> **Rows**:
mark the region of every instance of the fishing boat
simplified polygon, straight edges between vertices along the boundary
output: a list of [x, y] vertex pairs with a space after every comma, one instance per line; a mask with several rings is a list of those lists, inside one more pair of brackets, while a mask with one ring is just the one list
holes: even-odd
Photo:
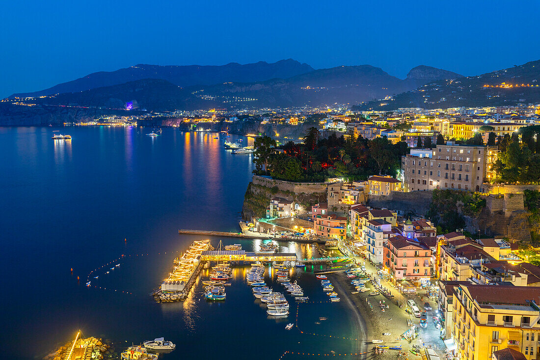
[[140, 345], [131, 346], [120, 355], [122, 360], [157, 360], [158, 355], [148, 354], [146, 348]]
[[233, 150], [233, 154], [252, 154], [254, 150], [247, 148], [240, 148]]
[[163, 337], [154, 339], [153, 341], [145, 341], [143, 345], [146, 349], [152, 350], [172, 350], [176, 347], [176, 345], [170, 341], [166, 341]]
[[[59, 131], [60, 130], [55, 130], [53, 131], [53, 133], [56, 132], [57, 131]], [[61, 134], [53, 134], [51, 138], [53, 140], [71, 140], [71, 135], [63, 135]]]
[[284, 315], [288, 315], [289, 310], [266, 310], [266, 314], [272, 316], [282, 316]]

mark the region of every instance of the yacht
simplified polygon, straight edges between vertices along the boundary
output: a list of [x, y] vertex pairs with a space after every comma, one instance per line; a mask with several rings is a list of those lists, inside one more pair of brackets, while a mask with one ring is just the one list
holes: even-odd
[[143, 344], [146, 349], [152, 350], [172, 350], [176, 347], [176, 345], [170, 341], [165, 341], [163, 337], [154, 339], [153, 341], [150, 340], [145, 341]]
[[148, 354], [140, 345], [131, 346], [120, 355], [122, 360], [158, 360], [157, 354]]
[[55, 134], [51, 137], [53, 140], [71, 140], [71, 135], [63, 135], [61, 134]]

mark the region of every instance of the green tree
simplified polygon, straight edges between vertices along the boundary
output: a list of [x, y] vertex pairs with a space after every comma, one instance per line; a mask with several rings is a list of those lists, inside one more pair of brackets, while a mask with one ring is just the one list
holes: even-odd
[[442, 134], [437, 135], [437, 145], [444, 145], [444, 137]]
[[264, 169], [265, 174], [268, 174], [268, 162], [271, 155], [275, 150], [276, 143], [269, 136], [261, 136], [258, 137], [253, 142], [253, 163], [255, 169], [258, 171]]

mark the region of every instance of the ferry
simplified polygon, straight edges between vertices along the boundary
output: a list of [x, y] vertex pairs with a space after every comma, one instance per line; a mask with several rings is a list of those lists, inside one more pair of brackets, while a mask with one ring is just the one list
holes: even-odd
[[144, 347], [152, 350], [173, 350], [176, 345], [170, 341], [165, 341], [163, 337], [154, 339], [153, 341], [148, 341], [143, 343]]
[[[59, 130], [55, 130], [53, 132], [56, 131], [59, 131]], [[55, 134], [51, 137], [51, 138], [53, 140], [71, 140], [71, 135], [63, 135], [61, 134]]]
[[148, 354], [140, 345], [131, 346], [120, 355], [122, 360], [157, 360], [158, 355]]
[[253, 149], [240, 148], [240, 149], [235, 149], [233, 150], [233, 154], [252, 154], [254, 151]]
[[241, 148], [240, 143], [231, 143], [229, 141], [225, 142], [225, 149], [239, 149]]

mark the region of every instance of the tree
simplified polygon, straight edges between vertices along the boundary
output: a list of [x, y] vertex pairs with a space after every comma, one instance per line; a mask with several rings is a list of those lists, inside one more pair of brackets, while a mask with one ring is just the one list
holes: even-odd
[[269, 136], [261, 136], [258, 137], [253, 142], [253, 148], [255, 149], [253, 154], [253, 163], [255, 169], [260, 171], [264, 168], [265, 174], [268, 174], [268, 162], [270, 156], [275, 150], [276, 143]]
[[437, 145], [444, 145], [444, 137], [442, 134], [437, 135]]
[[314, 150], [317, 146], [317, 142], [319, 139], [319, 130], [315, 127], [311, 127], [307, 129], [307, 134], [304, 138], [304, 144], [308, 151]]

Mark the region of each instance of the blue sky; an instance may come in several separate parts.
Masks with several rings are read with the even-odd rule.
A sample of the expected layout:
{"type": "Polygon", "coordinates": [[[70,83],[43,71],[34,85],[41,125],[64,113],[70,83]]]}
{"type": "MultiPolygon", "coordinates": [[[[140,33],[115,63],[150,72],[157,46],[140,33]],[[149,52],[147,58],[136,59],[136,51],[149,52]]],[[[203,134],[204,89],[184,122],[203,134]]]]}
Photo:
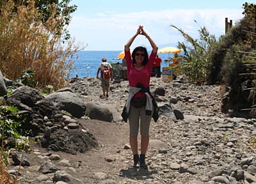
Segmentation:
{"type": "MultiPolygon", "coordinates": [[[[198,35],[200,26],[204,26],[218,38],[225,34],[225,17],[232,20],[234,24],[243,18],[244,2],[246,1],[72,0],[70,4],[78,7],[72,14],[68,29],[76,42],[88,45],[86,50],[122,50],[139,25],[144,26],[157,45],[177,45],[178,42],[183,41],[183,37],[170,25],[181,28],[194,38],[198,35]]],[[[149,43],[144,36],[139,35],[131,47],[138,45],[148,47],[149,43]]]]}

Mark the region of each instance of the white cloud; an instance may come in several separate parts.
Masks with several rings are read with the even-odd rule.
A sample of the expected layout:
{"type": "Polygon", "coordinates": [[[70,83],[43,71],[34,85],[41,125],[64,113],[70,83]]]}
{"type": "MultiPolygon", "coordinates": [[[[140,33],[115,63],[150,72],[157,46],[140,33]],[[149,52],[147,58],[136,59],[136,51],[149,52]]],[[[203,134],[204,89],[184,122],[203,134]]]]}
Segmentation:
{"type": "MultiPolygon", "coordinates": [[[[183,38],[173,24],[192,36],[198,35],[200,26],[205,26],[216,37],[225,33],[225,18],[233,22],[243,17],[240,9],[175,10],[141,12],[126,14],[99,13],[95,18],[75,16],[69,26],[77,41],[88,43],[87,50],[122,50],[124,45],[135,33],[138,25],[157,45],[177,43],[183,38]],[[198,24],[194,22],[196,20],[198,24]]],[[[144,36],[137,37],[132,45],[149,45],[144,36]]]]}

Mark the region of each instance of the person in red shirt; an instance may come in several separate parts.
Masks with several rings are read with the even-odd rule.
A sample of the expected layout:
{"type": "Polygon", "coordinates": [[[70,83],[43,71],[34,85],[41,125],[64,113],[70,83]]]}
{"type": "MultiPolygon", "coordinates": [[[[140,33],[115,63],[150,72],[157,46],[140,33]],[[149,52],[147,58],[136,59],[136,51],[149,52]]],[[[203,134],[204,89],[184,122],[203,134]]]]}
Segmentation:
{"type": "Polygon", "coordinates": [[[153,68],[157,49],[157,46],[144,31],[142,26],[139,26],[136,33],[128,40],[124,47],[129,84],[129,93],[126,107],[128,111],[128,119],[130,126],[129,140],[133,154],[133,166],[136,167],[137,164],[140,164],[140,167],[144,169],[147,168],[145,159],[148,146],[149,126],[154,109],[152,109],[152,103],[152,103],[152,99],[148,93],[141,91],[141,89],[147,89],[149,91],[151,70],[153,68]],[[136,47],[131,56],[130,47],[138,35],[146,36],[149,41],[152,47],[149,57],[146,48],[141,46],[136,47]],[[148,107],[150,108],[148,108],[148,107]],[[137,137],[140,124],[141,140],[141,154],[139,156],[137,137]]]}
{"type": "Polygon", "coordinates": [[[154,62],[156,66],[156,77],[161,77],[161,63],[162,63],[162,59],[156,55],[155,62],[154,62]]]}

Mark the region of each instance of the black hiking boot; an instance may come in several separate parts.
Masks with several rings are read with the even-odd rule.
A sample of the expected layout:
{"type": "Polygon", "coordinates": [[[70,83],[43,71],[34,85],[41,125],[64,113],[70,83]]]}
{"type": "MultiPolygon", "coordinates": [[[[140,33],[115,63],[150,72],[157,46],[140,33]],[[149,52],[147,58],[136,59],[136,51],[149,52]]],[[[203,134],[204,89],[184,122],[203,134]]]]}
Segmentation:
{"type": "Polygon", "coordinates": [[[141,154],[140,156],[140,167],[143,169],[148,169],[148,165],[145,162],[145,154],[141,154]]]}
{"type": "Polygon", "coordinates": [[[138,167],[138,164],[139,164],[139,161],[140,161],[140,157],[139,157],[139,155],[136,154],[136,155],[133,155],[133,167],[138,167]]]}

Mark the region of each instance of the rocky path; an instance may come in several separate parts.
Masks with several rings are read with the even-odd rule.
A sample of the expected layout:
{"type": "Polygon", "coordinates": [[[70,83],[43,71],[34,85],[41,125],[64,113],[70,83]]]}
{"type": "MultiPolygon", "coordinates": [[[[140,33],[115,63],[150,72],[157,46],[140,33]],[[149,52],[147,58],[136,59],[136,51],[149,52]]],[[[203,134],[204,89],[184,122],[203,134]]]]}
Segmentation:
{"type": "MultiPolygon", "coordinates": [[[[230,118],[222,114],[221,86],[198,86],[182,80],[163,82],[155,77],[151,84],[152,92],[165,91],[156,96],[161,109],[171,102],[172,108],[184,112],[185,119],[176,120],[170,111],[163,111],[157,123],[152,121],[146,159],[148,170],[132,168],[129,125],[119,120],[80,119],[99,141],[99,146],[76,155],[52,153],[61,160],[54,163],[83,183],[256,183],[256,119],[230,118]]],[[[112,83],[108,98],[100,96],[100,81],[95,79],[79,79],[70,85],[84,102],[108,104],[119,112],[128,95],[127,81],[112,83]]],[[[46,151],[35,148],[41,153],[46,151]]],[[[34,157],[34,169],[25,168],[22,172],[35,176],[24,176],[20,183],[52,183],[52,174],[43,176],[36,172],[42,161],[34,157]]]]}

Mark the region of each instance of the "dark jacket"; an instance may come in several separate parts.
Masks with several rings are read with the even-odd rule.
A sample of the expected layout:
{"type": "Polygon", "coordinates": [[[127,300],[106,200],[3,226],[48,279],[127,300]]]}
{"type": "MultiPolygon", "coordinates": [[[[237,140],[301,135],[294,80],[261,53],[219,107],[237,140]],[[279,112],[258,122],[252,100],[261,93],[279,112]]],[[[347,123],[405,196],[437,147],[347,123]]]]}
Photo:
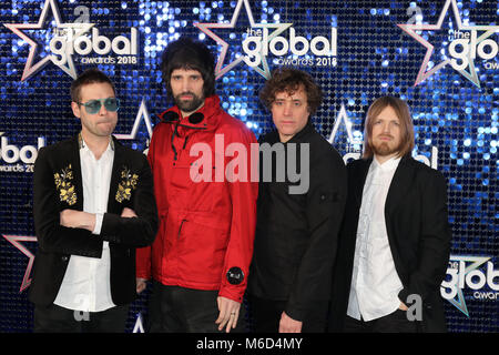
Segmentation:
{"type": "MultiPolygon", "coordinates": [[[[265,161],[263,143],[277,142],[277,131],[261,138],[261,166],[265,161]]],[[[286,181],[277,182],[275,159],[272,182],[262,176],[265,172],[262,166],[248,292],[261,298],[287,301],[286,314],[303,321],[315,302],[329,300],[332,266],[346,201],[346,169],[338,152],[310,123],[284,143],[286,161],[291,143],[297,143],[298,149],[301,143],[309,143],[308,191],[291,194],[289,186],[299,182],[292,183],[287,174],[286,181]]],[[[296,156],[297,166],[305,170],[299,150],[296,156]]]]}
{"type": "Polygon", "coordinates": [[[33,175],[33,213],[38,239],[34,275],[29,298],[50,305],[61,286],[71,255],[101,257],[104,241],[111,252],[113,303],[131,303],[136,296],[135,248],[153,242],[157,210],[153,179],[141,152],[120,144],[115,138],[108,212],[100,235],[60,225],[60,212],[83,211],[83,185],[78,135],[40,150],[33,175]],[[129,181],[129,184],[126,184],[129,181]],[[138,217],[124,219],[124,207],[138,217]]]}
{"type": "MultiPolygon", "coordinates": [[[[343,329],[354,266],[358,215],[364,184],[373,159],[348,164],[348,199],[336,260],[330,331],[343,329]]],[[[404,156],[395,171],[385,203],[385,222],[395,268],[406,303],[411,294],[422,298],[421,332],[445,332],[440,283],[450,255],[451,232],[447,214],[447,184],[436,170],[404,156]]]]}

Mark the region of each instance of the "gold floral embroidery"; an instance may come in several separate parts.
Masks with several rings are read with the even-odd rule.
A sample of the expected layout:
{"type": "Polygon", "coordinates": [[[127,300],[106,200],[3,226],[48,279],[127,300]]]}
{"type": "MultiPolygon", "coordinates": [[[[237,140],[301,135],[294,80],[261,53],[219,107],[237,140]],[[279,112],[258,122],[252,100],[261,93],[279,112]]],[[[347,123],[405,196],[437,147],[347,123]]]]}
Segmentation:
{"type": "Polygon", "coordinates": [[[73,171],[71,170],[71,164],[62,169],[60,173],[53,174],[55,189],[59,191],[59,199],[62,202],[67,202],[69,205],[77,203],[77,192],[74,191],[74,185],[72,184],[73,171]]]}
{"type": "Polygon", "coordinates": [[[132,190],[135,190],[136,182],[139,180],[138,174],[132,174],[126,166],[123,166],[123,170],[121,172],[121,179],[123,179],[120,182],[120,185],[118,186],[116,191],[116,201],[122,203],[123,200],[130,200],[130,196],[132,195],[132,190]]]}

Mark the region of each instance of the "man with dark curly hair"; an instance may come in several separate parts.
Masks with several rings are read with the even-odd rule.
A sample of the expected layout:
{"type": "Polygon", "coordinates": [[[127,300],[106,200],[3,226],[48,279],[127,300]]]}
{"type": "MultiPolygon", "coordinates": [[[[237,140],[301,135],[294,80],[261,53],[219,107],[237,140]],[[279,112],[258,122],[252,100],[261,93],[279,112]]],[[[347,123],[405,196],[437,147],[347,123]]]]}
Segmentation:
{"type": "Polygon", "coordinates": [[[322,91],[309,74],[278,69],[259,98],[276,129],[258,140],[263,169],[248,281],[255,331],[324,332],[346,201],[345,164],[310,122],[322,91]],[[276,153],[271,174],[268,146],[276,153]],[[293,190],[291,171],[308,180],[306,189],[293,190]]]}
{"type": "Polygon", "coordinates": [[[249,152],[256,139],[222,109],[214,68],[206,45],[185,37],[162,55],[175,105],[161,114],[147,154],[160,214],[156,243],[138,253],[138,292],[153,280],[151,332],[244,329],[258,184],[243,173],[228,179],[220,168],[232,162],[228,145],[249,152]],[[210,151],[210,164],[197,168],[200,146],[210,151]]]}

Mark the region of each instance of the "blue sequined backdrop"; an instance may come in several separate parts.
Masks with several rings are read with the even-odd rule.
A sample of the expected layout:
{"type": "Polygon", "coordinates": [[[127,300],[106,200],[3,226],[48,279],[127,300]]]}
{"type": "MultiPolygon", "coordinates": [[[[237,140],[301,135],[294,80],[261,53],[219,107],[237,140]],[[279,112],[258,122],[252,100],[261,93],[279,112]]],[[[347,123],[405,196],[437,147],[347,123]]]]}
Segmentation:
{"type": "MultiPolygon", "coordinates": [[[[10,27],[0,26],[0,332],[30,332],[32,327],[32,305],[27,301],[30,261],[37,250],[31,169],[39,146],[79,130],[70,110],[70,74],[98,65],[111,75],[122,102],[115,132],[125,144],[145,150],[149,128],[156,123],[153,114],[171,104],[161,83],[161,52],[181,34],[204,41],[216,57],[223,47],[215,38],[227,43],[217,92],[224,109],[246,122],[256,135],[271,129],[269,115],[257,100],[265,81],[264,62],[269,70],[291,63],[317,80],[325,100],[314,123],[345,156],[358,155],[364,115],[375,98],[393,94],[406,99],[416,129],[414,154],[441,171],[449,184],[452,260],[442,288],[449,298],[445,301],[449,331],[497,332],[499,70],[493,26],[498,14],[499,4],[493,0],[2,1],[1,23],[10,27]],[[439,28],[414,31],[414,36],[398,26],[437,24],[440,16],[439,28]],[[39,20],[43,21],[37,26],[39,20]],[[79,30],[74,23],[93,23],[98,32],[88,30],[88,43],[80,43],[70,55],[55,55],[59,65],[42,62],[70,45],[53,39],[68,36],[68,28],[79,30]],[[225,24],[217,28],[214,23],[225,24]],[[293,29],[295,39],[305,38],[309,50],[296,55],[286,51],[282,41],[268,50],[256,69],[240,61],[245,55],[244,39],[262,38],[264,24],[277,23],[291,23],[279,34],[288,44],[293,29]],[[478,38],[487,32],[482,26],[492,27],[492,32],[488,42],[482,39],[481,47],[477,40],[473,48],[482,51],[477,50],[470,65],[461,72],[450,63],[438,67],[450,59],[454,40],[472,42],[473,31],[478,38]],[[319,36],[325,40],[315,47],[316,52],[330,45],[327,54],[312,51],[312,42],[319,36]],[[104,53],[105,40],[100,39],[96,48],[91,45],[99,37],[108,38],[110,45],[121,43],[104,53]],[[37,43],[31,61],[29,51],[34,44],[28,39],[37,43]],[[434,45],[428,63],[424,62],[425,42],[434,45]],[[38,63],[43,64],[40,70],[31,71],[38,63]],[[428,75],[415,85],[421,65],[428,75]],[[21,80],[23,75],[27,78],[21,80]]],[[[269,34],[276,29],[267,27],[269,34]]],[[[255,45],[254,41],[248,49],[255,45]]],[[[295,45],[304,49],[303,43],[295,45]]],[[[456,51],[464,51],[464,45],[456,51]]],[[[133,304],[129,331],[140,329],[146,317],[147,295],[133,304]]]]}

> **What you need to do**: Take the listing lines from the one that contains "mark the region of every instance of the green" through the one that contains "[[442, 134], [437, 135], [437, 145], [444, 145], [444, 137]]", and write them out again with "vertex pairs" swapped for "point pairs" and everything else left unchanged.

> **Exercise answer**:
mark the region of every instance of the green tree
simplified polygon, straight edges between vertices along the boundary
output: a list of [x, y] point pairs with a space after every comma, one instance per line; a mask with several rings is a list of those lists, inside one more pair of brackets, while a mask with one ring is just the one list
holes: even-odd
[[442, 134], [437, 135], [437, 145], [444, 145], [444, 137]]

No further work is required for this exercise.